## Work task A
In the statistics passage, what is the smallest degrees-of-freedom value reported, and for which test?
## Work task B
Using the statistics passage, explain why the degrees of freedom for the t tests should be 99 or 98.

## Text block
****

It produces the same value that we calculated by hand and shows that, if the two samples are drawn from populations with the same variance, an \(F\) value this extreme will only be observed roughly 1 time in 500 (\(1/0.00195 \approx 500\)) .

\(\star\) Open a new empty script called FTests.R.

In this write your script to test whether the variances in the body weight of the two suborders from the GenomSize dataset are different.

There are clearly problems with the variance in both examples. The next two sections present ways to address these kinds of problems.

\(t\) tests revisited

The first thing to say is that R is aware of the problem with the variance. If you look back at the output from the previous \(t\) tests, you will see that the degrees of freedom vary a lot. We have 100 observations and – after subtracting one for each mean we calculate — our degrees of freedom should be either 99 (one sample test) or 98 (two sample test). What we actually see are smaller numbers, with the smallest being df = 60.503 for the two sample test of body weight.

****

## Record extracts
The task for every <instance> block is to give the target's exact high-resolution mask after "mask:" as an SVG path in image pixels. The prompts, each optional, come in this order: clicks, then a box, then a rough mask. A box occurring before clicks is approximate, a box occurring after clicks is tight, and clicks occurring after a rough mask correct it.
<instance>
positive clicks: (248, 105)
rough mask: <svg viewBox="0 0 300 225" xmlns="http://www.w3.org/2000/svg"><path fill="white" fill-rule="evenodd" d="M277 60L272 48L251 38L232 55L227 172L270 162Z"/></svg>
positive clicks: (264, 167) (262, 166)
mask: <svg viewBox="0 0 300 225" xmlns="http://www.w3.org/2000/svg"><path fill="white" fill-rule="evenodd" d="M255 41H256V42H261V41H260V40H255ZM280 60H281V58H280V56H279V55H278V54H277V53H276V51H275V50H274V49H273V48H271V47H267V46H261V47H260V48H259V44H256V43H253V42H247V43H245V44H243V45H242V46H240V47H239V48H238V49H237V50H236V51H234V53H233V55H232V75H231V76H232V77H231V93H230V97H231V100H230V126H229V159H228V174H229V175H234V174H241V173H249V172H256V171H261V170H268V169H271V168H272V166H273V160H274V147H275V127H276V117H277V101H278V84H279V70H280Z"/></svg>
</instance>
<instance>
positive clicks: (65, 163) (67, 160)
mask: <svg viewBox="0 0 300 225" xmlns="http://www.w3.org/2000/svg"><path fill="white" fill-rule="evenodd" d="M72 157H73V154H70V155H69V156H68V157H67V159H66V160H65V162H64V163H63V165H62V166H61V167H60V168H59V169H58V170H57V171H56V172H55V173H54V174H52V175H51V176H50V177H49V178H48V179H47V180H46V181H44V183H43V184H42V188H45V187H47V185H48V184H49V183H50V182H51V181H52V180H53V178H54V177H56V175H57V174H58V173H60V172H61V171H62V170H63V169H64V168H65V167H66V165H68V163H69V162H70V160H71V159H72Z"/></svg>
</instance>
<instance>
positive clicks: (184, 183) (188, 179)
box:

****

## Expected answer A
The smallest is df = 60.503, for the two sample test of body weight.

## Expected answer B
There are 100 observations, and one is subtracted for each mean calculated. The one sample test calculates one mean, which gives 99. The two sample test calculates two means, which gives 98.